Collected data entries:
━━━━━━━━━━━━━━━━

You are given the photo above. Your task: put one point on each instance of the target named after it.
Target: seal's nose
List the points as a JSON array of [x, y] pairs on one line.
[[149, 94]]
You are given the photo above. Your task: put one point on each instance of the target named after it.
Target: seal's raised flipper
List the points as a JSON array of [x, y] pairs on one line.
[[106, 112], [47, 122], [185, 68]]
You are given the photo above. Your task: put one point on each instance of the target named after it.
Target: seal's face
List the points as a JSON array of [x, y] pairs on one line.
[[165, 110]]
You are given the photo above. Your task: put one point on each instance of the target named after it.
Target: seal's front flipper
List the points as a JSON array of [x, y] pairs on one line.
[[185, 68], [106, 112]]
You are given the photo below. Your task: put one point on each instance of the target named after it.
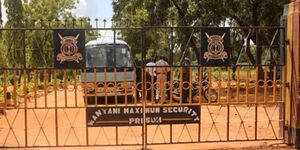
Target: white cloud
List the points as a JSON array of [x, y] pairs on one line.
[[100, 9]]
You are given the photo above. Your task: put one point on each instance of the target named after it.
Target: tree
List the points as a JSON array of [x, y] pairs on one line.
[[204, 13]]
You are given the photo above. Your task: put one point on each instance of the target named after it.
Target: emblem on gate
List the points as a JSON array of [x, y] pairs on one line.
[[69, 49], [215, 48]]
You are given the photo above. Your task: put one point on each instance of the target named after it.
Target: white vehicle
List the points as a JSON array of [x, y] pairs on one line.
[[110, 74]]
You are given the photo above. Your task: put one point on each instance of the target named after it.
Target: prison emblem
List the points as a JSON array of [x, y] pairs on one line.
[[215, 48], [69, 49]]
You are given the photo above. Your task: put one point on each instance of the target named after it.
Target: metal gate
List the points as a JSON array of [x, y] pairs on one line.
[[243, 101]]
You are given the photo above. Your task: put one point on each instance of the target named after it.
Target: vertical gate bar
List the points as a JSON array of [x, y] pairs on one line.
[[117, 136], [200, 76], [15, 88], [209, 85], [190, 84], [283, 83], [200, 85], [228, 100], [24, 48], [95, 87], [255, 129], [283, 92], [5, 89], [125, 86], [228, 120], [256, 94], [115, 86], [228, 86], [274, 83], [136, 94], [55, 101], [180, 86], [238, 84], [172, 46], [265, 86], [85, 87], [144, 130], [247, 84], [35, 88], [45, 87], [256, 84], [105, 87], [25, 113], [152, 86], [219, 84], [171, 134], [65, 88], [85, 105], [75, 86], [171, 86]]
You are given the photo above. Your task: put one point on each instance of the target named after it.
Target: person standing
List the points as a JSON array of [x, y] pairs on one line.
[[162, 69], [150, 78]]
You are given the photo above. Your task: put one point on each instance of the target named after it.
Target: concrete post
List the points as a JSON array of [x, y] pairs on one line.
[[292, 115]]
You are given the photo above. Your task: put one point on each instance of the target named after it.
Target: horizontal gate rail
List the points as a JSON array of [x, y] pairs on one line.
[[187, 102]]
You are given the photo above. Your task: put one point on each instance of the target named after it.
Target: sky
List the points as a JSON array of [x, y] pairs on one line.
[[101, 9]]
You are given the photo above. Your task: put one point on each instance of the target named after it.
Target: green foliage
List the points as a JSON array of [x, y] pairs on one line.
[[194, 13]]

━━━━━━━━━━━━━━━━

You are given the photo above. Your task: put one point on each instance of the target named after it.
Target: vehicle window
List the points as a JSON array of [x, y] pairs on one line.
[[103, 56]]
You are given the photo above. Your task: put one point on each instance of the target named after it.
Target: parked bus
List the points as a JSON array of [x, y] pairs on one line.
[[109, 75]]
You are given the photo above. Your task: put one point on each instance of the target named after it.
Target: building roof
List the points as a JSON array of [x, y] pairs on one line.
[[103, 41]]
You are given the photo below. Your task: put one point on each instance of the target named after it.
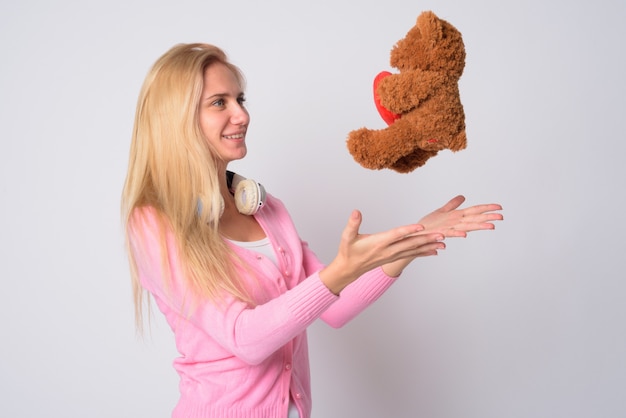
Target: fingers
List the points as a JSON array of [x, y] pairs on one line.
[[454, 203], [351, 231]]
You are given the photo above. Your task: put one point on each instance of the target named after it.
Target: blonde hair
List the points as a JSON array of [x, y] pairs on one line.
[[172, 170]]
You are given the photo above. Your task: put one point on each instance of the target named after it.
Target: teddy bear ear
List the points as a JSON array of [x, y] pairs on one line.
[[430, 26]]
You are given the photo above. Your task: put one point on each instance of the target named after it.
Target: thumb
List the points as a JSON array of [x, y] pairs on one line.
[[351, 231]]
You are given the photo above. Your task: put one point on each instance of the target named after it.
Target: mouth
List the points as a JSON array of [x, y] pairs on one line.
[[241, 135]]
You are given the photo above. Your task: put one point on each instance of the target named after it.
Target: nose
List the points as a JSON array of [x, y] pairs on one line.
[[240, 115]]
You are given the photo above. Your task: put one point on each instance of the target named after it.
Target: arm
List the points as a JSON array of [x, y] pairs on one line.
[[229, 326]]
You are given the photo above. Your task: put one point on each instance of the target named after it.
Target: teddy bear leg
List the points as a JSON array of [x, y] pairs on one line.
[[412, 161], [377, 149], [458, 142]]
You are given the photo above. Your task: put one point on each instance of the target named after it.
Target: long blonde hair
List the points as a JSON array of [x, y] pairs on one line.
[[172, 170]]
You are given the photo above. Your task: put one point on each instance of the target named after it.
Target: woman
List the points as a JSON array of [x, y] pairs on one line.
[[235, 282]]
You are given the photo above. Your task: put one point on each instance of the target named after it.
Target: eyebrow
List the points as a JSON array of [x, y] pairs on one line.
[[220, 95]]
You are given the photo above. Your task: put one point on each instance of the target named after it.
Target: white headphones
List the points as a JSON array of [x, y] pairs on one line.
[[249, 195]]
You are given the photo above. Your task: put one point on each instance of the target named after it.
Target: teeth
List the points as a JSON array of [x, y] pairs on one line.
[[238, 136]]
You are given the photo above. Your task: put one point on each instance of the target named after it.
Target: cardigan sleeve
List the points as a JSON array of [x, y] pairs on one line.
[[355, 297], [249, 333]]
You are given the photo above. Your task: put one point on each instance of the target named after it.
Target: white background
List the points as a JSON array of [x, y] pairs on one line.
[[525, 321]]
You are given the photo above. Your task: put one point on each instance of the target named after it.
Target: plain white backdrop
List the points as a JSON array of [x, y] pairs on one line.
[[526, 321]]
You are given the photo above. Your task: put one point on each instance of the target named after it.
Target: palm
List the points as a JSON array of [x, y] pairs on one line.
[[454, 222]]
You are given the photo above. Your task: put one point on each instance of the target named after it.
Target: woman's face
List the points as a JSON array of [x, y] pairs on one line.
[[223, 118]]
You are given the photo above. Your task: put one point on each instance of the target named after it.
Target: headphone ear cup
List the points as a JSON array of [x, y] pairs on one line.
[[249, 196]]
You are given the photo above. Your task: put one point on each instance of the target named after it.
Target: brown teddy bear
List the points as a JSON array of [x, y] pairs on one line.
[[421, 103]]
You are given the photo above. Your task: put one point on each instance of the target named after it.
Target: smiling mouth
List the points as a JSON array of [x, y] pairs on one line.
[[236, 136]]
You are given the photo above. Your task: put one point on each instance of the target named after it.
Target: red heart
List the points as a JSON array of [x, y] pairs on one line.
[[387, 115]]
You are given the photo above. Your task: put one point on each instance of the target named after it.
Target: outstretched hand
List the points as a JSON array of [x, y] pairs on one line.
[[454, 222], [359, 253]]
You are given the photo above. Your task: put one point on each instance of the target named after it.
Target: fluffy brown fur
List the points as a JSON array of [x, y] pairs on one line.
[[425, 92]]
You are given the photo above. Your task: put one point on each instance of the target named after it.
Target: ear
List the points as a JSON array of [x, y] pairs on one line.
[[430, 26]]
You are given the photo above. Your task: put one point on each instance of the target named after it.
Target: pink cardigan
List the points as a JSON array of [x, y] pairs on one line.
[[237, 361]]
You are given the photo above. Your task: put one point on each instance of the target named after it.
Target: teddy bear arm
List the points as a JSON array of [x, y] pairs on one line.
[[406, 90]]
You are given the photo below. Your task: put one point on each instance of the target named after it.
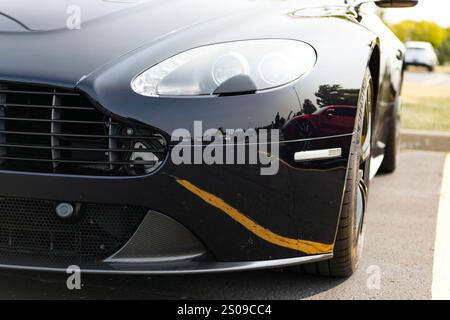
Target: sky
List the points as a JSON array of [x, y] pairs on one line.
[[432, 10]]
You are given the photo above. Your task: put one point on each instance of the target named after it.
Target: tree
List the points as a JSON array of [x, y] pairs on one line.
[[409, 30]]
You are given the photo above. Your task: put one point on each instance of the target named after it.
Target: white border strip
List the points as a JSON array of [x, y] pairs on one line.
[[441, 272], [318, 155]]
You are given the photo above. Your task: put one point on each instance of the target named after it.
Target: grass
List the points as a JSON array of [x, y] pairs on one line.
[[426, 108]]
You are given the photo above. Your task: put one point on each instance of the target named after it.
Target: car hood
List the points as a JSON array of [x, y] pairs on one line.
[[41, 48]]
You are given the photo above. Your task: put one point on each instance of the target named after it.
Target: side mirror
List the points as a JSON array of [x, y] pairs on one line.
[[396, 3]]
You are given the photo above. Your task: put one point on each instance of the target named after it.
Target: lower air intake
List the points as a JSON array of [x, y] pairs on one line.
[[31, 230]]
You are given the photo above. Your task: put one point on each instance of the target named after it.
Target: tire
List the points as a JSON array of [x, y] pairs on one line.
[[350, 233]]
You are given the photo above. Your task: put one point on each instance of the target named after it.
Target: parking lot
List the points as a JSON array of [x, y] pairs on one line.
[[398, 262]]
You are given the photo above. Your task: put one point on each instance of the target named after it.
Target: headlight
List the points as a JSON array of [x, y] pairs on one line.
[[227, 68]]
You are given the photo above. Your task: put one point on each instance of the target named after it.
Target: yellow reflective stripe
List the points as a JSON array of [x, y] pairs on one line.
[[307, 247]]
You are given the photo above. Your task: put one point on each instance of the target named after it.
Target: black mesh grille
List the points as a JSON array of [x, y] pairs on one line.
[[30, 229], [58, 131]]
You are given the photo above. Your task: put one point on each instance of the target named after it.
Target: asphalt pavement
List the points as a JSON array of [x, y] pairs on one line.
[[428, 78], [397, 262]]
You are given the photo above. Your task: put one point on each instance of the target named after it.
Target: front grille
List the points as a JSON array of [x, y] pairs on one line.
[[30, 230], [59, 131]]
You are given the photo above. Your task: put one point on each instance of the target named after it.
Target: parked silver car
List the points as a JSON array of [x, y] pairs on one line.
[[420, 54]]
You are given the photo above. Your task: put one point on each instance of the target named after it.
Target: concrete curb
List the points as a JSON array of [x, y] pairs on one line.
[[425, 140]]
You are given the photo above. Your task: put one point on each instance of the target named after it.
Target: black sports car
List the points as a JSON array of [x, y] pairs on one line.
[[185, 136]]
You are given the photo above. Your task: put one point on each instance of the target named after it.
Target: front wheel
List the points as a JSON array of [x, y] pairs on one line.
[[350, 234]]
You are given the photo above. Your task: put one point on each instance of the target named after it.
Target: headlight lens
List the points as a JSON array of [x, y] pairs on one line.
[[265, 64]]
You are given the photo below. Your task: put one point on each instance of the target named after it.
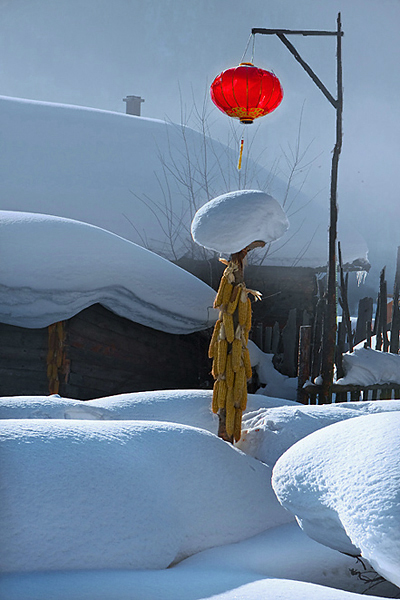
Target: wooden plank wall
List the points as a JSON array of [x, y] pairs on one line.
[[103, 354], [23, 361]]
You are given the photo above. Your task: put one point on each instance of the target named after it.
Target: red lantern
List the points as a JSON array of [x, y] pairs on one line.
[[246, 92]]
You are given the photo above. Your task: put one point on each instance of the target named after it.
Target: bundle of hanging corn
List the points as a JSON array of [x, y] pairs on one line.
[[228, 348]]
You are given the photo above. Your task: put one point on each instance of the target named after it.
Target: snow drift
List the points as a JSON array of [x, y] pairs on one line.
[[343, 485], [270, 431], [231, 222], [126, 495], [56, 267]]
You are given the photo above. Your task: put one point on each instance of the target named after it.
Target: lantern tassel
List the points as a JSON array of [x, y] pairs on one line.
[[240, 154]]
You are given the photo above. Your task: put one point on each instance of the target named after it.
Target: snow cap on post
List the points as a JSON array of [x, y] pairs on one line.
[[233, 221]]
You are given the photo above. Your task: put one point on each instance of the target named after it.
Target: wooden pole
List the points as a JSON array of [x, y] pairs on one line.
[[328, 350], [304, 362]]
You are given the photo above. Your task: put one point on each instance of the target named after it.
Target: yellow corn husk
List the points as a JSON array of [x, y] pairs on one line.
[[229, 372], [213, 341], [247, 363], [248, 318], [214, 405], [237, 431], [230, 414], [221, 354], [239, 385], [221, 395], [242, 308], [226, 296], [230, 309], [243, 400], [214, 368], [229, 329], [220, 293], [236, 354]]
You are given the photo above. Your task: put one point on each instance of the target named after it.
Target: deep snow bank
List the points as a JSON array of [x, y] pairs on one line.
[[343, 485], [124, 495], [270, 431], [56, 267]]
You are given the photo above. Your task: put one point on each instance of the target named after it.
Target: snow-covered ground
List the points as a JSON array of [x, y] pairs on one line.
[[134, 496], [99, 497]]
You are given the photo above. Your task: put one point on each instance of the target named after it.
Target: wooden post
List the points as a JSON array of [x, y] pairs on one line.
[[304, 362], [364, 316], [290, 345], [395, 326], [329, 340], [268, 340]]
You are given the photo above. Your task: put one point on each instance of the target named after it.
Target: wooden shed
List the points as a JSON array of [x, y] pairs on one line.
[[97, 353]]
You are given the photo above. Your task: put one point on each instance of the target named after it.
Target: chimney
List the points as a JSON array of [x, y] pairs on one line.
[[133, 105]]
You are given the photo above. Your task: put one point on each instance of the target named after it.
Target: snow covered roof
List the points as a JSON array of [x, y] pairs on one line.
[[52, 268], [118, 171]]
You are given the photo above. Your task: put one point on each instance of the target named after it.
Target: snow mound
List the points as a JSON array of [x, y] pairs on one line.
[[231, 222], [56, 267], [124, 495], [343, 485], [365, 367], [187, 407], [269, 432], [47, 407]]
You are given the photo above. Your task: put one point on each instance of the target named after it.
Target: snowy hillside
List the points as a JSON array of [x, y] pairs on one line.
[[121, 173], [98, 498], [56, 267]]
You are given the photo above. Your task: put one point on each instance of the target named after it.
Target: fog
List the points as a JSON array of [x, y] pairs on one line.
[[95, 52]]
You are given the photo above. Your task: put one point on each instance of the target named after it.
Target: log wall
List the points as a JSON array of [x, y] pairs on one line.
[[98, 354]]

━━━━━━━━━━━━━━━━

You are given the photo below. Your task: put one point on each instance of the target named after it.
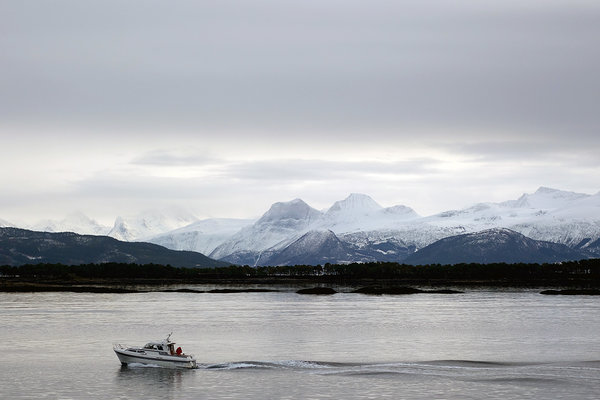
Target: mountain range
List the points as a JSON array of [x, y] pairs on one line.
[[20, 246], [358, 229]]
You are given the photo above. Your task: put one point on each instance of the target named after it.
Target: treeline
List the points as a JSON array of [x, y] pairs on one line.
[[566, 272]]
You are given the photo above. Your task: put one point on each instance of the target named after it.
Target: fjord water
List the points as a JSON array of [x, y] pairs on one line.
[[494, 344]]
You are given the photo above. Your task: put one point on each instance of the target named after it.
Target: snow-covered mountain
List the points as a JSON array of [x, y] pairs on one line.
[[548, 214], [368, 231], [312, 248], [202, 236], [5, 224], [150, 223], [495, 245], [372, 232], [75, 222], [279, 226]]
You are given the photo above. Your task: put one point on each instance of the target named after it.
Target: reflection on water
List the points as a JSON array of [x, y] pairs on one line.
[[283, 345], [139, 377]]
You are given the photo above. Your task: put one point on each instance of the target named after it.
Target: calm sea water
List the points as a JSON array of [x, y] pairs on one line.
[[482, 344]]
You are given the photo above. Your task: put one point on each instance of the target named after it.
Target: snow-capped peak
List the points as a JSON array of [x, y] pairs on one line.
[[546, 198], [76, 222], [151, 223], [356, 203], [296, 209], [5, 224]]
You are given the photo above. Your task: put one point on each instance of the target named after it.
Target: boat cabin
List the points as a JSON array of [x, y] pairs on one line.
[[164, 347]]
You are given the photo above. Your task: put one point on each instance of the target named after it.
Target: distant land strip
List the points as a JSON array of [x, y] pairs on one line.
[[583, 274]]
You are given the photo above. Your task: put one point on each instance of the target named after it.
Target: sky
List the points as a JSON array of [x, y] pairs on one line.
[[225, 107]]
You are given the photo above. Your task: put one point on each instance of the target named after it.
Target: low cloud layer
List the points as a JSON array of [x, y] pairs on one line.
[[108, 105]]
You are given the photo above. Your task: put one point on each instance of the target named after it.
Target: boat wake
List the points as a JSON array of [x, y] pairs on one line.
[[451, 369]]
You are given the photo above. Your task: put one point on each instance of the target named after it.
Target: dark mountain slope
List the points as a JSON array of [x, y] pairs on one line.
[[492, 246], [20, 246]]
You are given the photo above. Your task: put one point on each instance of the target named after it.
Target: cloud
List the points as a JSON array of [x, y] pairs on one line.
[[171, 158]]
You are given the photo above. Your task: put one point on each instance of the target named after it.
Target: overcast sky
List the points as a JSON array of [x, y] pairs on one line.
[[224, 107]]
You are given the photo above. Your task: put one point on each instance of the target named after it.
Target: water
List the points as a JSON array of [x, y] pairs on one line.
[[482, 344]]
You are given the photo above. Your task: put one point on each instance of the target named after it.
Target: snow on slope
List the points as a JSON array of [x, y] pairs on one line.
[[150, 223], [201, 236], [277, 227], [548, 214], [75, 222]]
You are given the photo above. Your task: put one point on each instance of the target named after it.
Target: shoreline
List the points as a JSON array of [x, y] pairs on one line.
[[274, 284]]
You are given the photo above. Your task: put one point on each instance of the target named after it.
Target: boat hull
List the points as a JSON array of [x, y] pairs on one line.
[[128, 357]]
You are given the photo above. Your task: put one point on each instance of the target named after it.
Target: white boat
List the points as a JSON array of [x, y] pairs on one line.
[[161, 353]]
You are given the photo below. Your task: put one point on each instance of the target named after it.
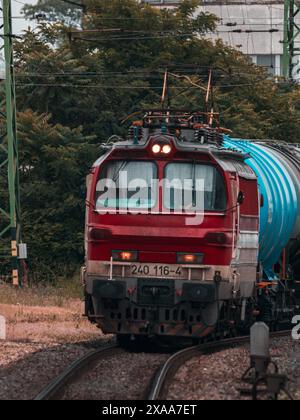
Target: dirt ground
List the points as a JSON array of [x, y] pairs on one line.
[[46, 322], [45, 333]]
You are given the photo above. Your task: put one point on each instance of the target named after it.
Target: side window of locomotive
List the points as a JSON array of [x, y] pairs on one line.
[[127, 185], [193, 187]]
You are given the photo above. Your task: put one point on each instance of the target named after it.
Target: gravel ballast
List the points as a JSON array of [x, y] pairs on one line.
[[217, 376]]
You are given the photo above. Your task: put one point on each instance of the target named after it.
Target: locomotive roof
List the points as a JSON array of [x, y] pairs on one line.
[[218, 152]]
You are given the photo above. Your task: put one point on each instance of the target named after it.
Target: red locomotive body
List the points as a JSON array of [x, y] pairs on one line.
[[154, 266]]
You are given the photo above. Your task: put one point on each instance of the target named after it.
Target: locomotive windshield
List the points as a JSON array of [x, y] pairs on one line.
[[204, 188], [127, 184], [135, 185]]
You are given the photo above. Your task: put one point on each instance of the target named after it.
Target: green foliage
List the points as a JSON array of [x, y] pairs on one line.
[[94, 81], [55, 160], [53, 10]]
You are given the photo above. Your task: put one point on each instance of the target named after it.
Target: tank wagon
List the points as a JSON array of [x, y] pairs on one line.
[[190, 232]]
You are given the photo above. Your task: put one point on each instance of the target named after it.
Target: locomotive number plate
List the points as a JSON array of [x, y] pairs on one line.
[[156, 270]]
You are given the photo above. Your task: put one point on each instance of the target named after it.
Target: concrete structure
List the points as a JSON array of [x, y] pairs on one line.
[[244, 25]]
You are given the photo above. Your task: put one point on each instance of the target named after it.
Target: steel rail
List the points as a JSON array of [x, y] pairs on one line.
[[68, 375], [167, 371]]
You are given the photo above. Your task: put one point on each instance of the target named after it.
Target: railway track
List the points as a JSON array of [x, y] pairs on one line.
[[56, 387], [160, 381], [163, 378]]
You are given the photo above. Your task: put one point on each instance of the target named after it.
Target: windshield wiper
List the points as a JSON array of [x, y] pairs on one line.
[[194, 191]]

━━━━━━━━━━━━━━━━

Tally the lines in the material above that contain the word "corn", with case counting, and give only that number.

_SOLUTION FOR THIS TASK_. 2